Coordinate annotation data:

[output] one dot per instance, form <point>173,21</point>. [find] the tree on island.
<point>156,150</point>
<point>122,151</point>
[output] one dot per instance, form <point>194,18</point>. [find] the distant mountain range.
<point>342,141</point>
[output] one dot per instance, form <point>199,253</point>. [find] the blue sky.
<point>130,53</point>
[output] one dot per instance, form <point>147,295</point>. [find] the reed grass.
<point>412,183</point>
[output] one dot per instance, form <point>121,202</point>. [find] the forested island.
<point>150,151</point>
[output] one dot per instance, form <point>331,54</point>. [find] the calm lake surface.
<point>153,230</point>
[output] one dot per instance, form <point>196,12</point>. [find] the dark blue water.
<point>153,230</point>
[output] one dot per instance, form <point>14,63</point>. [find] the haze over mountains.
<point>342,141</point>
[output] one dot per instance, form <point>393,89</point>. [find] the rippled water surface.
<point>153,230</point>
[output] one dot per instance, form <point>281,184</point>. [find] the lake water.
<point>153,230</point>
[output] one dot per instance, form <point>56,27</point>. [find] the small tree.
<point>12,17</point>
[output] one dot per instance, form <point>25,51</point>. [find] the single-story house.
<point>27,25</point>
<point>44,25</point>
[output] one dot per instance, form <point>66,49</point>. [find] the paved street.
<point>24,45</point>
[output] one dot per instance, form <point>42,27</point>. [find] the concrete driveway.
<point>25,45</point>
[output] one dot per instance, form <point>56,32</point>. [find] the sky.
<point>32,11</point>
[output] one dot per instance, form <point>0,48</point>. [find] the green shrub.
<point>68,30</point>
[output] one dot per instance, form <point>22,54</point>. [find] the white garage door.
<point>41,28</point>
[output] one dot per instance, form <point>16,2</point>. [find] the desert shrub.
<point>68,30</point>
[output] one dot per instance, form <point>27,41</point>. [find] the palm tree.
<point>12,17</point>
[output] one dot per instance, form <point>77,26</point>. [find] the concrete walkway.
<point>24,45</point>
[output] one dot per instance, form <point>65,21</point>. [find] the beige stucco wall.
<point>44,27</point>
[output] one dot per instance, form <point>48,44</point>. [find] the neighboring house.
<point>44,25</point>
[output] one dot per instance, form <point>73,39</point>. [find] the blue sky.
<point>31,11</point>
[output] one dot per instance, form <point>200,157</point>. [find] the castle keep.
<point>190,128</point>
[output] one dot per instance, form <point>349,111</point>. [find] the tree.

▸ What is expected
Copy out all of the data above word for word, keeping every line unchanged.

▸ Final answer
[output] one dot per instance, form <point>173,21</point>. [find] the tree on island.
<point>156,150</point>
<point>122,151</point>
[output] one dot per instance, form <point>194,18</point>. [find] the distant mountain range.
<point>342,141</point>
[output] one dot per instance, form <point>199,253</point>. [find] the blue sky.
<point>130,53</point>
[output] one dot per instance, form <point>147,295</point>. [find] the reed grass.
<point>412,183</point>
[output] one dot per instance, form <point>121,202</point>. [find] the forested island.
<point>150,151</point>
[output] one dot per instance, form <point>331,54</point>. [find] the calm lake surface.
<point>153,230</point>
[output] one dot per instance, form <point>196,12</point>. [find] the dark blue water.
<point>153,230</point>
[output] one dot per instance, form <point>14,63</point>. [find] the haze over mountains.
<point>342,141</point>
[output] one dot per instance, form <point>393,89</point>. [find] the rippled water surface.
<point>153,230</point>
[output] one dot per instance, form <point>281,184</point>. [find] the lake water.
<point>153,230</point>
[output] one dot per instance, form <point>56,27</point>. [find] the small tree.
<point>12,17</point>
[output] one dot per instance, form <point>25,51</point>. [find] the single-story house.
<point>27,25</point>
<point>44,25</point>
[output] one dot per instance, form <point>66,49</point>. [find] the paved street.
<point>24,45</point>
[output] one dot per instance, form <point>42,27</point>. [find] the concrete driveway.
<point>25,45</point>
[output] one dot per instance, form <point>56,32</point>. [find] the sky.
<point>32,11</point>
[output] one dot per instance, form <point>0,48</point>. [find] the green shrub.
<point>68,30</point>
[output] one dot per instance, form <point>22,54</point>. [find] the white garage door.
<point>41,28</point>
[output] one dot per instance, form <point>16,2</point>. [find] the desert shrub.
<point>68,30</point>
[output] one dot per instance, form <point>27,41</point>. [find] the palm tree.
<point>12,17</point>
[output] one dot per instance, form <point>77,26</point>. [find] the concrete walkway.
<point>24,45</point>
[output] one dot per instance, form <point>65,21</point>. [find] the beige stucco wall.
<point>44,27</point>
[output] one dot per instance, form <point>48,44</point>. [find] the neighboring house.
<point>44,25</point>
[output] one dot per instance, form <point>73,39</point>. [find] the blue sky.
<point>31,11</point>
[output] one dot per instance, form <point>200,157</point>. [find] the castle keep.
<point>190,128</point>
[output] one dot per instance, form <point>349,111</point>. [find] the tree.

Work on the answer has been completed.